WRITTEN TASK: What follows are records. Restate all of them word for word.

MATERIAL:

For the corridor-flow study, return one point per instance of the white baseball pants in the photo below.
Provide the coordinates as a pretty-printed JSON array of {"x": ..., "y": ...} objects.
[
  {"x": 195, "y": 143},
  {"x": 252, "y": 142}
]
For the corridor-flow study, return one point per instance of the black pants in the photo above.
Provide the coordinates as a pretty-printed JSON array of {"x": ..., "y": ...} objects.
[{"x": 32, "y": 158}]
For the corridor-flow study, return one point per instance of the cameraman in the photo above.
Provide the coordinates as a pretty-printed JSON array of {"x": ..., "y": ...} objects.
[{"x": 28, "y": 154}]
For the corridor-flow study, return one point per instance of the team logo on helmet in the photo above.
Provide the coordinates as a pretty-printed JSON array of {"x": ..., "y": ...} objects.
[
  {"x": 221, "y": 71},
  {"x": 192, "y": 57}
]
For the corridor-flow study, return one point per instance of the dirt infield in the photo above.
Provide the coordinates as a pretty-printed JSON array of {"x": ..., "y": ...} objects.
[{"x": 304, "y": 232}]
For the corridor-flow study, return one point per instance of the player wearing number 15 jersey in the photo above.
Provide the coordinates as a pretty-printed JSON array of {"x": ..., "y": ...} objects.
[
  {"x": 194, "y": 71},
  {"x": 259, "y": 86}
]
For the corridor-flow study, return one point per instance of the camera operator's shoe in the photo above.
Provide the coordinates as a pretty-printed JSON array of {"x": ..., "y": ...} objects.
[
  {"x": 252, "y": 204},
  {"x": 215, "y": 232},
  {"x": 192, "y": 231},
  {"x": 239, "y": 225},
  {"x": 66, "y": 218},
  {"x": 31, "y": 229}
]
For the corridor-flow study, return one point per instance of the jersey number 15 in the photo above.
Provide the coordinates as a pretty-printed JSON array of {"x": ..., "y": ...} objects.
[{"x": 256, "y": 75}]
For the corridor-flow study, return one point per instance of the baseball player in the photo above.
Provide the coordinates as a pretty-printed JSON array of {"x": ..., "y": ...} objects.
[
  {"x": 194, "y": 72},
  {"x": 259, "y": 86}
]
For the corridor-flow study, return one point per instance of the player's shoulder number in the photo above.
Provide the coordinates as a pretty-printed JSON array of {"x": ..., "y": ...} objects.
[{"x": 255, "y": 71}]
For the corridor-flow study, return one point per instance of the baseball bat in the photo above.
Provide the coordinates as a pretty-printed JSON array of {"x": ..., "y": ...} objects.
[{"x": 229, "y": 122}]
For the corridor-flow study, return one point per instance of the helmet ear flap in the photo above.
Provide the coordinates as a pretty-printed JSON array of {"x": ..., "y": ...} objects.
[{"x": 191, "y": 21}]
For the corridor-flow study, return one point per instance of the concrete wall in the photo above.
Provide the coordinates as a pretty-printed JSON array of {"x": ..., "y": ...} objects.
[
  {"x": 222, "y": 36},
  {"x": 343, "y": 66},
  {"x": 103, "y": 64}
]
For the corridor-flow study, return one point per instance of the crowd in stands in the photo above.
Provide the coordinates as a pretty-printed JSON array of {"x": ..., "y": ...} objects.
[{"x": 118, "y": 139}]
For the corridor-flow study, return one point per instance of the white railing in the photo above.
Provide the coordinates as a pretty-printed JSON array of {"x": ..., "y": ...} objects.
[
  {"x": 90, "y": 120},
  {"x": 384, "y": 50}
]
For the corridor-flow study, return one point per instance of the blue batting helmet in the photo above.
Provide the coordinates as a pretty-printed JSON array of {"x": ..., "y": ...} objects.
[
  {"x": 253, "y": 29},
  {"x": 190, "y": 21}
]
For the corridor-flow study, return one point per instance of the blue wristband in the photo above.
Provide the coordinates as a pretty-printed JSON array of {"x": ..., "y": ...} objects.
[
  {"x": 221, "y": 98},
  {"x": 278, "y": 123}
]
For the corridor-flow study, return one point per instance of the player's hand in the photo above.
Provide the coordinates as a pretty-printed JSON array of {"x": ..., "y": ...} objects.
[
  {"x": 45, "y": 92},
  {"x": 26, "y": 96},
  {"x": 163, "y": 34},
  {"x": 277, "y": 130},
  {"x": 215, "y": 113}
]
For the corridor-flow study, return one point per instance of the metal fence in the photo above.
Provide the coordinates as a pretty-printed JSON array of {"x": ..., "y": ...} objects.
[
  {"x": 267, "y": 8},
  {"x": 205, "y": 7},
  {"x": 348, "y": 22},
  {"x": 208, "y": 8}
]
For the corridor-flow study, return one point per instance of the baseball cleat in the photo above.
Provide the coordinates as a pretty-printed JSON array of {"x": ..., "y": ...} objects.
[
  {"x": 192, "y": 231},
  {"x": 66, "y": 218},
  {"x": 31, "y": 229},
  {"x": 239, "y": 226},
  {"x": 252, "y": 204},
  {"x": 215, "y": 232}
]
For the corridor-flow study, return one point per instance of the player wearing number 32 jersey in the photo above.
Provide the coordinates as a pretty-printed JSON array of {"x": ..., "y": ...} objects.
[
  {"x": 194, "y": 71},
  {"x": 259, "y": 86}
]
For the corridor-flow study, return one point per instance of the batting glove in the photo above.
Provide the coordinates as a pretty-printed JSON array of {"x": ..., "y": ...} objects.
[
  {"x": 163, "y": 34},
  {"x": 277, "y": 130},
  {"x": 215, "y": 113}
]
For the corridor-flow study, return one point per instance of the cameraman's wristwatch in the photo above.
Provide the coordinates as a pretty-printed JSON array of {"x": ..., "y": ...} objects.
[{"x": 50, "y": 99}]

THE RESPONSE:
For the corridor-flow study, return one point per instance of the white baseball pants in the photo below.
Provide the coordinates as a pretty-printed JSON array of {"x": ..., "y": ...} objects.
[
  {"x": 195, "y": 143},
  {"x": 252, "y": 142}
]
For the corridor-flow study, return one point per instance of the black pants in the photo above.
Provide the coordinates as a pretty-printed JSON array of {"x": ..., "y": ...} objects.
[{"x": 32, "y": 158}]
For the corridor-flow study, return one point per instance of the cameraman in the photo above.
Provide the coordinates as a pretty-printed JSON array of {"x": ..., "y": ...} objects.
[{"x": 28, "y": 154}]
For the corridor-flow study, return one point per instance of the team logo on helmet in the photo above.
Provide the coordinates as a pretty-printed JSON array of {"x": ..., "y": ...} objects.
[
  {"x": 221, "y": 71},
  {"x": 192, "y": 57}
]
For the corridor-flow study, return one point per instance of the dirt infield in the photo above.
Provide the coordinates as a pretty-printed JSON array of {"x": ..., "y": ...} objects.
[{"x": 304, "y": 232}]
For the corridor-flow study, return one point per instance of the player wearing number 15 jersey in the photo above.
Provide the coordinates as a pretty-printed JSON array of {"x": ..., "y": ...} objects.
[
  {"x": 194, "y": 71},
  {"x": 259, "y": 86}
]
For the corridor-flow study, return one point per instance of the camera operator's shoe in the photo above.
Provide the coordinates as a pretty-printed JSON array of {"x": ..., "y": ...} objects.
[
  {"x": 252, "y": 204},
  {"x": 215, "y": 232},
  {"x": 192, "y": 231},
  {"x": 239, "y": 225},
  {"x": 66, "y": 218},
  {"x": 31, "y": 229}
]
For the corridor-flow study, return one point per instance of the jersey number 15 in the photo above.
Provide the coordinates as a pretty-printed JSON array of {"x": ..., "y": ...} objects.
[{"x": 256, "y": 75}]
For the corridor-flow study, return one point per instance of the baseball player in the photo above.
Provide the coordinates as a pretty-printed JSON array of {"x": ..., "y": ...} objects.
[
  {"x": 194, "y": 72},
  {"x": 259, "y": 86}
]
For the corridor-flow study, return one point per instance of the player's shoulder number in the photo above.
Provide the coordinates as a pretty-printed JSON array of {"x": ..., "y": ...} objects.
[{"x": 255, "y": 71}]
For the corridor-flow study, return one point per instance of the baseball bat in the photo above.
Provide the coordinates as a pretty-printed JSON array of {"x": ..., "y": ...} objects.
[{"x": 229, "y": 122}]
For the corridor-flow study, return one point per instance of the helmet ear flap in the photo above.
Provide the coordinates as a pretty-printed JSON array of {"x": ..., "y": ...} objects.
[{"x": 191, "y": 21}]
For the corridor-flow study, return one point per instance of the concrete wall in the photo above.
Provide the coordinates as a pretty-printed JSON array of {"x": ..., "y": ...} objects.
[
  {"x": 222, "y": 36},
  {"x": 343, "y": 66},
  {"x": 103, "y": 64}
]
For the corridor-flow study, return one point per instance of the crowd in stands in the photo above.
Provide the coordinates as a pretty-printed JSON array of {"x": ..., "y": ...} objects.
[{"x": 118, "y": 139}]
For the corridor-flow study, return one point per instance of the white railing in the photo above.
Provide the coordinates as a pretty-printed JSON array of {"x": ..., "y": ...} objects.
[
  {"x": 90, "y": 120},
  {"x": 384, "y": 50}
]
For the corridor-flow study, return one point per instance of the blue batting helmet in the photo above.
Provide the coordinates as a pretty-printed JSON array of {"x": ..., "y": ...} objects.
[
  {"x": 253, "y": 29},
  {"x": 190, "y": 21}
]
For the corridor-flow study, return one point per instance of the blue wristband in the photo above.
Provide the coordinates as a pretty-printed JSON array of {"x": ..., "y": ...} objects.
[
  {"x": 221, "y": 98},
  {"x": 278, "y": 123}
]
For the corridor-flow study, return one point per instance of the player's hand in the photo above.
Provide the coordinates as a pretty-printed JSON array of {"x": ..., "y": ...} objects.
[
  {"x": 45, "y": 92},
  {"x": 26, "y": 96},
  {"x": 163, "y": 34},
  {"x": 277, "y": 130},
  {"x": 215, "y": 113}
]
For the corridor-flow study, return one point per instance of the metal fence in the photo above.
Provide the coordinates as a pretty-printed JSON array of {"x": ..., "y": ...} objects.
[
  {"x": 267, "y": 8},
  {"x": 205, "y": 7},
  {"x": 348, "y": 22},
  {"x": 208, "y": 8}
]
For the corridor-flow study, return one point per instance of the baseball cleat in the photo above.
Provide the coordinates as a pretty-printed JSON array of {"x": ..., "y": ...} objects.
[
  {"x": 192, "y": 231},
  {"x": 66, "y": 218},
  {"x": 31, "y": 229},
  {"x": 239, "y": 226},
  {"x": 252, "y": 204},
  {"x": 215, "y": 232}
]
For the corridor-flow study, return one point per instance of the player wearing number 32 jersey in the photo above.
Provide the coordinates as a pretty-printed JSON array of {"x": ..., "y": ...} objects.
[
  {"x": 194, "y": 71},
  {"x": 259, "y": 86}
]
For the corridor-flow study, return one point per instance of the batting glove in the photo above.
Provide the coordinates as a pretty-printed JSON array of {"x": ..., "y": ...} objects.
[
  {"x": 163, "y": 34},
  {"x": 277, "y": 130},
  {"x": 215, "y": 113}
]
For the corridor-flow study, return one point per instance of the cameraman's wristwatch in the photo above.
Provide the coordinates as a pretty-printed JSON array of {"x": ..., "y": ...} objects.
[{"x": 50, "y": 99}]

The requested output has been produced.